▶ [Records]
□ □ □

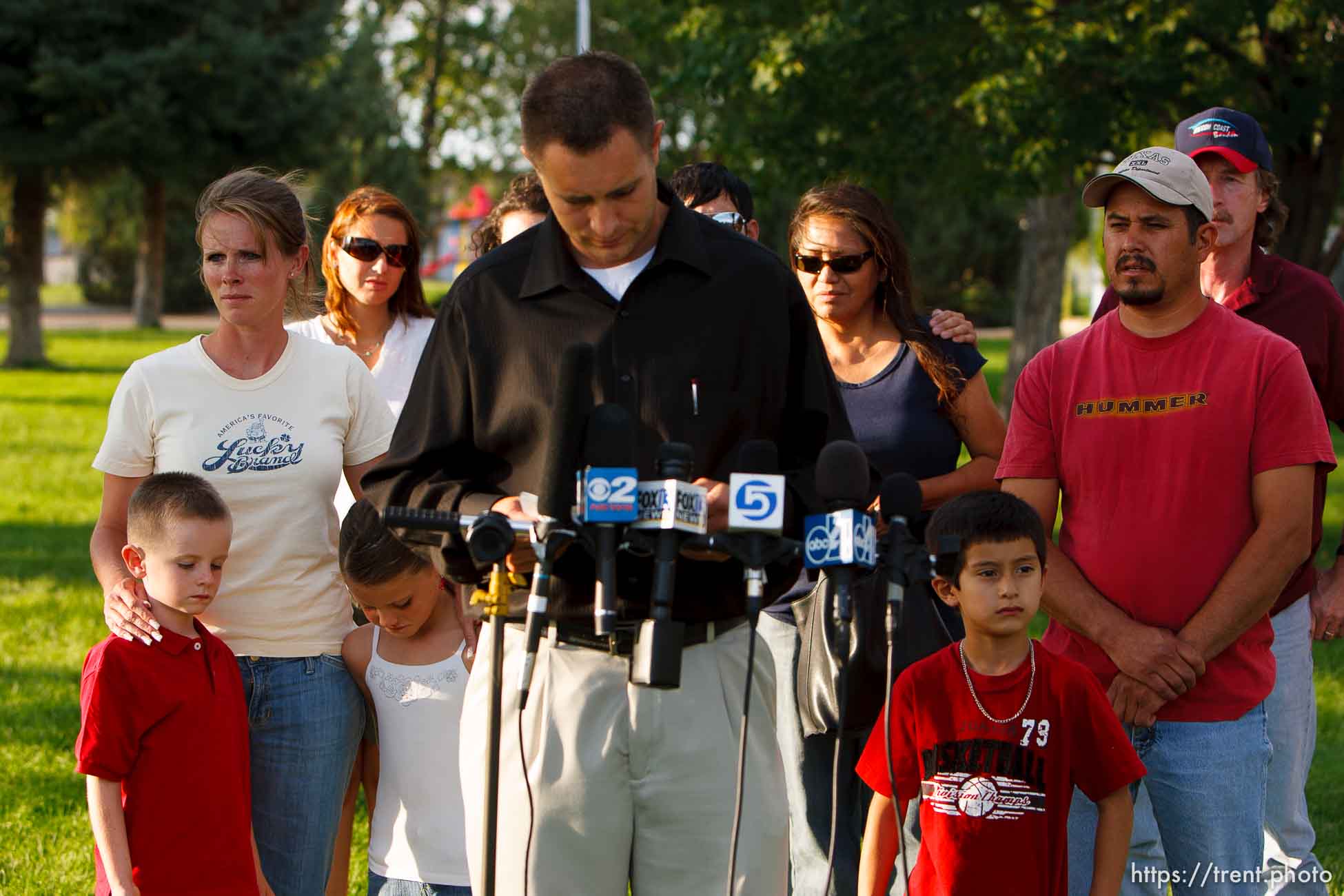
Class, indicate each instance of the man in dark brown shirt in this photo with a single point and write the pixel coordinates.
(1301, 307)
(704, 338)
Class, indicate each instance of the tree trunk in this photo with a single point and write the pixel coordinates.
(28, 211)
(1310, 183)
(429, 108)
(1048, 234)
(147, 300)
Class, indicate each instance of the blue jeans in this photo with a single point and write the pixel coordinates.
(379, 886)
(305, 716)
(1290, 868)
(806, 780)
(1208, 784)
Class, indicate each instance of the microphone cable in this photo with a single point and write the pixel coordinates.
(899, 499)
(531, 809)
(835, 781)
(891, 773)
(742, 760)
(758, 457)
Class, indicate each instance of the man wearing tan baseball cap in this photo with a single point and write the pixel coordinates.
(1301, 305)
(1184, 442)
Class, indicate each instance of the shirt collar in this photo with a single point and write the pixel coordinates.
(553, 265)
(176, 644)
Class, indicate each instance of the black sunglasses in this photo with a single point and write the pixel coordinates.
(731, 219)
(839, 263)
(367, 250)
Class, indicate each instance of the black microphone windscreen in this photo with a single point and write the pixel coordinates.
(611, 437)
(675, 461)
(758, 456)
(843, 474)
(569, 416)
(901, 496)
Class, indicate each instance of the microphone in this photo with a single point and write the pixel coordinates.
(672, 507)
(554, 501)
(608, 499)
(844, 538)
(899, 500)
(403, 518)
(755, 508)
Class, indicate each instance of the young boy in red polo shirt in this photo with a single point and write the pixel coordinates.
(163, 735)
(994, 734)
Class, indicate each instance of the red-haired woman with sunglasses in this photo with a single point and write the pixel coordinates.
(913, 400)
(376, 304)
(374, 307)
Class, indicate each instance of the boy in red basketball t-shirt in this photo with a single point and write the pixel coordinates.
(992, 734)
(163, 735)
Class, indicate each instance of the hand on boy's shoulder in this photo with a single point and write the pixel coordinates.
(113, 653)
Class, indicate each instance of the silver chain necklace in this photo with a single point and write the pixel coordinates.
(1031, 683)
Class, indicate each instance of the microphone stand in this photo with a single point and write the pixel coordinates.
(755, 551)
(493, 602)
(489, 539)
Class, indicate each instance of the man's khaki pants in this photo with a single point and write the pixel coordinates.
(629, 784)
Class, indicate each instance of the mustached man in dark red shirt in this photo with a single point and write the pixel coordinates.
(1301, 307)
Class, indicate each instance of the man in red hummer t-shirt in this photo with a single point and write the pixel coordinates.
(1303, 307)
(1184, 442)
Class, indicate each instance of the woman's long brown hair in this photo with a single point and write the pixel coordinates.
(868, 216)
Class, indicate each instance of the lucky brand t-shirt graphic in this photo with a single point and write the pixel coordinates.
(276, 448)
(254, 442)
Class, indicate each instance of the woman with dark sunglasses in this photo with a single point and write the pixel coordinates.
(376, 304)
(374, 307)
(913, 400)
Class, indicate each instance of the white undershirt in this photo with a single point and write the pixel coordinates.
(618, 280)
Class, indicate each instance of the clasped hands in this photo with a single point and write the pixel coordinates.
(1155, 666)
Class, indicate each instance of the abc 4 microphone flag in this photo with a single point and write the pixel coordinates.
(844, 538)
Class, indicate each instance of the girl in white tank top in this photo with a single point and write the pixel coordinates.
(411, 662)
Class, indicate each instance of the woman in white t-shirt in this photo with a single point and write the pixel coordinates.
(273, 422)
(374, 307)
(376, 303)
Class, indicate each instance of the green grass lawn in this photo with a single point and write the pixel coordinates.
(50, 614)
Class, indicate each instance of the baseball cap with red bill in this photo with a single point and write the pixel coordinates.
(1163, 174)
(1233, 134)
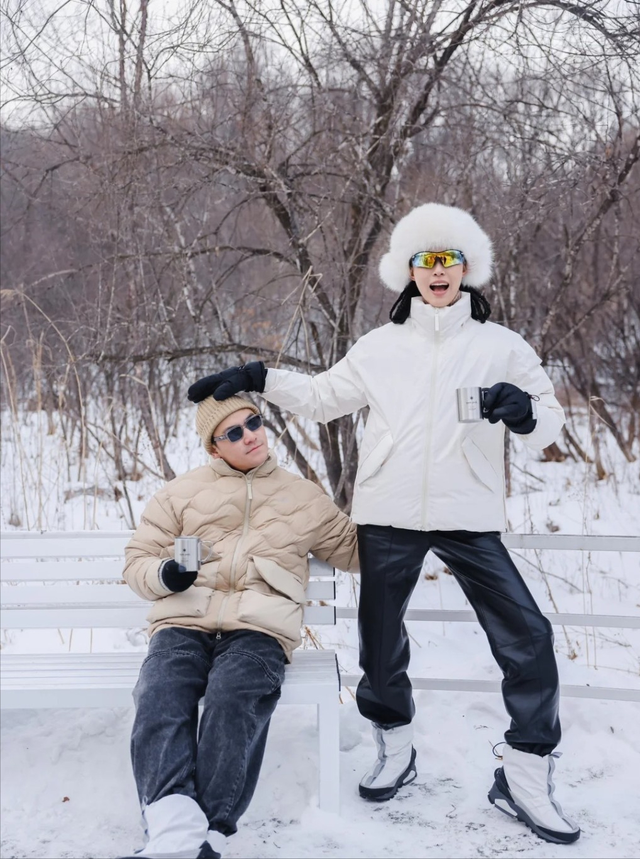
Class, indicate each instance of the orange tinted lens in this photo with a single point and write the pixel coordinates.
(427, 259)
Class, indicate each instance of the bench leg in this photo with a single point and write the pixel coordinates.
(329, 754)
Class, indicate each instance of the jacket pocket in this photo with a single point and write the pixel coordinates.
(375, 459)
(272, 600)
(277, 578)
(194, 602)
(480, 465)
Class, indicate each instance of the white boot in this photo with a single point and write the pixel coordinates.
(217, 842)
(523, 788)
(396, 764)
(176, 827)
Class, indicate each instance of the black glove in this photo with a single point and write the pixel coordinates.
(175, 576)
(507, 403)
(249, 377)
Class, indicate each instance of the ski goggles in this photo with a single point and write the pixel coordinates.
(252, 423)
(427, 259)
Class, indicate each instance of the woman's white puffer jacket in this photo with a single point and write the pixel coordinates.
(419, 467)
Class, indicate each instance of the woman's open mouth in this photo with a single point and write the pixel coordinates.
(439, 288)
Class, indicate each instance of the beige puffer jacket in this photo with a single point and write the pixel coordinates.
(262, 524)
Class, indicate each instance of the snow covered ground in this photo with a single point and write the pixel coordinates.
(67, 787)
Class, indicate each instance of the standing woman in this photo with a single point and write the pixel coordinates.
(426, 481)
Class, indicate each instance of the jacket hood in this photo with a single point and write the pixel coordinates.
(435, 227)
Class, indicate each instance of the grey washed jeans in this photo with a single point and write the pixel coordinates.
(217, 762)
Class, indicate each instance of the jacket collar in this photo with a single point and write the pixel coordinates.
(444, 321)
(225, 470)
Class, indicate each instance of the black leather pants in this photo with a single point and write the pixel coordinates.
(520, 637)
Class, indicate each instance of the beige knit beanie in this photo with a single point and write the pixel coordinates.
(211, 412)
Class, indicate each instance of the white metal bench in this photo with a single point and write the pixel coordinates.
(89, 593)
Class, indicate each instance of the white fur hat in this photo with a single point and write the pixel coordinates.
(434, 227)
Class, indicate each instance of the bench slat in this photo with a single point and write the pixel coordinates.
(71, 570)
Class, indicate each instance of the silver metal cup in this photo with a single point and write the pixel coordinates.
(469, 405)
(188, 552)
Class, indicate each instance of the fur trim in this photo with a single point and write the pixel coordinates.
(434, 227)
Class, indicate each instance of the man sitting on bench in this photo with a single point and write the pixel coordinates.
(222, 634)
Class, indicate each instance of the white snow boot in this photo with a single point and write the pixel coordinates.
(523, 789)
(396, 764)
(177, 828)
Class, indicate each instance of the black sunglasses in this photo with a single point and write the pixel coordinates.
(252, 423)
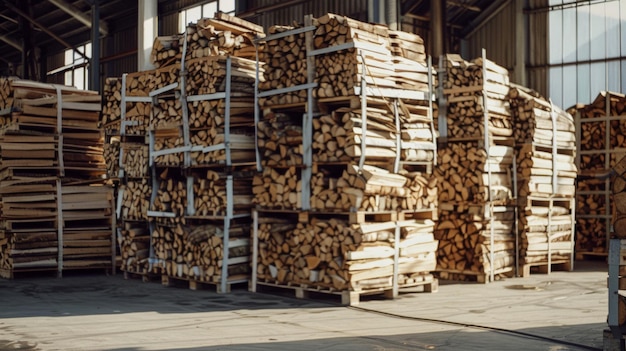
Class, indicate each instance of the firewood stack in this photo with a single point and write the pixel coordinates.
(353, 178)
(52, 191)
(222, 35)
(199, 151)
(474, 179)
(334, 254)
(546, 173)
(601, 141)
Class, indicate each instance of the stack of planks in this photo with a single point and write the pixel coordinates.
(546, 174)
(56, 211)
(359, 192)
(476, 224)
(601, 141)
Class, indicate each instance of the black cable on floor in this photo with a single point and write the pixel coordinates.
(476, 326)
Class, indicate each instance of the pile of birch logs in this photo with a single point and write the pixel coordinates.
(222, 35)
(474, 178)
(346, 242)
(197, 151)
(602, 139)
(334, 254)
(52, 193)
(546, 173)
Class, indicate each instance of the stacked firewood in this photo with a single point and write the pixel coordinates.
(355, 174)
(602, 137)
(196, 251)
(467, 91)
(52, 193)
(285, 66)
(334, 254)
(546, 173)
(475, 179)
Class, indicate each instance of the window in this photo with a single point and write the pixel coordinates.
(77, 74)
(207, 10)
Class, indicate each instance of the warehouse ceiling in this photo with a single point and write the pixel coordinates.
(29, 26)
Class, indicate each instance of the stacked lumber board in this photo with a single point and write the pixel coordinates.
(187, 189)
(600, 145)
(546, 174)
(476, 220)
(354, 181)
(56, 209)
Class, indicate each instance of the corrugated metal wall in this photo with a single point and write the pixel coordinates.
(356, 9)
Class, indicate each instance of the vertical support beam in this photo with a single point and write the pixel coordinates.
(94, 66)
(438, 27)
(147, 30)
(519, 71)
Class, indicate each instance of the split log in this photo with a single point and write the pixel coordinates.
(463, 173)
(135, 199)
(210, 190)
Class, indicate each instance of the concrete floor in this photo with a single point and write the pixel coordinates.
(560, 311)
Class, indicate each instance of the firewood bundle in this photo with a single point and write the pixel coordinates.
(546, 231)
(591, 207)
(618, 189)
(278, 188)
(210, 193)
(464, 233)
(466, 89)
(221, 35)
(135, 159)
(280, 139)
(463, 174)
(208, 76)
(168, 136)
(49, 144)
(87, 212)
(373, 190)
(29, 239)
(285, 66)
(134, 243)
(111, 152)
(135, 199)
(197, 252)
(334, 254)
(340, 136)
(112, 99)
(171, 196)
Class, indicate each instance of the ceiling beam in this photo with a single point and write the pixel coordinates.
(484, 17)
(80, 16)
(12, 7)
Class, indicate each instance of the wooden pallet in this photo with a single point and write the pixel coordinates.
(543, 267)
(479, 277)
(347, 297)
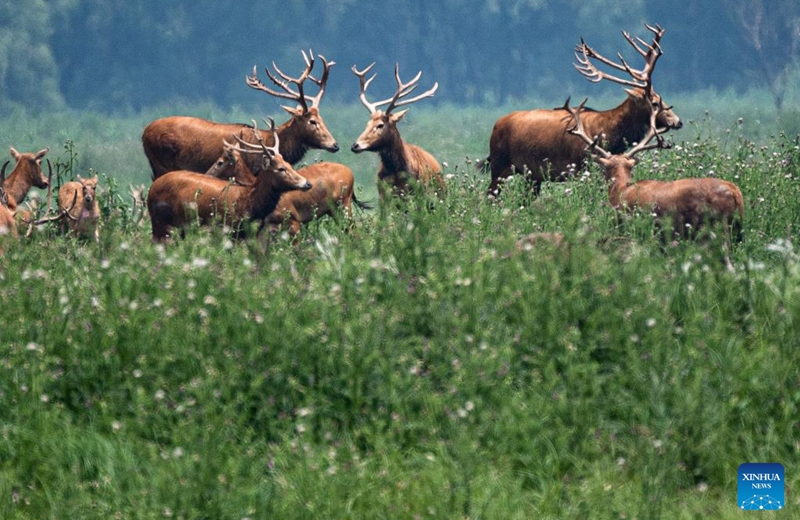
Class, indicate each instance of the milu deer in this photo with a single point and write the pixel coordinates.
(79, 209)
(535, 143)
(177, 197)
(27, 173)
(401, 162)
(331, 191)
(193, 144)
(691, 203)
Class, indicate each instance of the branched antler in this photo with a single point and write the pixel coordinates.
(398, 99)
(641, 78)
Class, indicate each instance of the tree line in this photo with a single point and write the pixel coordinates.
(132, 54)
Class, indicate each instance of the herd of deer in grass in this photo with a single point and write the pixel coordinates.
(205, 171)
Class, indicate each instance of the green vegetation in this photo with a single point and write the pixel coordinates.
(424, 364)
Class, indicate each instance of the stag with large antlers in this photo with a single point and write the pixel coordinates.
(691, 203)
(400, 161)
(331, 191)
(177, 197)
(193, 144)
(27, 173)
(535, 143)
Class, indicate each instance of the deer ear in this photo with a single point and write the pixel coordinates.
(296, 112)
(398, 116)
(634, 92)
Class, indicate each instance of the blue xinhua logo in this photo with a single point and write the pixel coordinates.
(761, 486)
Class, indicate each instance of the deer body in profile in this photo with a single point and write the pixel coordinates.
(536, 142)
(691, 203)
(27, 173)
(193, 144)
(177, 197)
(401, 162)
(79, 208)
(331, 189)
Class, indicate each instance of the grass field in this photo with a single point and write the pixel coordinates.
(424, 364)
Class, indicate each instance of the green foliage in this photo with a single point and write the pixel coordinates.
(444, 357)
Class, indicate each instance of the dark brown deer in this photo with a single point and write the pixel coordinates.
(177, 197)
(27, 173)
(193, 144)
(401, 162)
(535, 143)
(691, 203)
(331, 191)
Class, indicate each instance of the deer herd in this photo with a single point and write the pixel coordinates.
(206, 172)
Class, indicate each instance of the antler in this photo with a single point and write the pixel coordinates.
(579, 131)
(286, 81)
(641, 78)
(403, 90)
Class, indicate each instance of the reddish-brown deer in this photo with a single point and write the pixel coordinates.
(177, 197)
(79, 208)
(193, 144)
(27, 173)
(535, 143)
(691, 203)
(331, 191)
(401, 162)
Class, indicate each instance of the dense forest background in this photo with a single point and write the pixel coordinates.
(123, 55)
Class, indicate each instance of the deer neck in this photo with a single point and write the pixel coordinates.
(263, 198)
(619, 179)
(292, 146)
(627, 123)
(393, 154)
(17, 184)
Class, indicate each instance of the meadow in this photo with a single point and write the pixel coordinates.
(427, 361)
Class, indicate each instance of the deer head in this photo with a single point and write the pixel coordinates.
(641, 81)
(382, 125)
(306, 113)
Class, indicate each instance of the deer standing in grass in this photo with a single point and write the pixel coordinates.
(176, 198)
(691, 203)
(79, 209)
(332, 189)
(27, 173)
(193, 144)
(401, 162)
(535, 142)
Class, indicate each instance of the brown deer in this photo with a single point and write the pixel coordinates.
(193, 144)
(79, 209)
(8, 224)
(27, 173)
(535, 142)
(691, 203)
(176, 197)
(401, 162)
(332, 188)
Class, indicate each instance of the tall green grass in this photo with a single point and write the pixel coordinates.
(428, 362)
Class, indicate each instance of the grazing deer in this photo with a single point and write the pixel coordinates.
(79, 209)
(535, 142)
(400, 161)
(691, 203)
(174, 198)
(332, 188)
(27, 172)
(193, 144)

□ □ □

▶ [Task instructions] Reproduce, word for word, only the lines from the one that contains "Class, indicate each instance of the deer standing" through the final line.

▶ [Solution to this problem]
Class, indicate each instance of the deer standing in grass in this photo with a single point and write the pixel coordinates.
(176, 198)
(691, 203)
(79, 209)
(332, 189)
(27, 173)
(193, 144)
(401, 162)
(535, 142)
Class, indicate each instance of the brown deer in this photo with a single point and write the pixel coordinates.
(193, 144)
(79, 209)
(8, 224)
(27, 173)
(535, 142)
(691, 203)
(176, 197)
(401, 162)
(332, 188)
Class, indicate each instance of the tall green grass in this photo with a single point and write the pixel coordinates.
(428, 362)
Class, indicate each instance of the grazing deer in this photo with a single point and write the pixel coordinates.
(79, 209)
(535, 142)
(400, 161)
(691, 203)
(174, 198)
(332, 188)
(27, 172)
(193, 144)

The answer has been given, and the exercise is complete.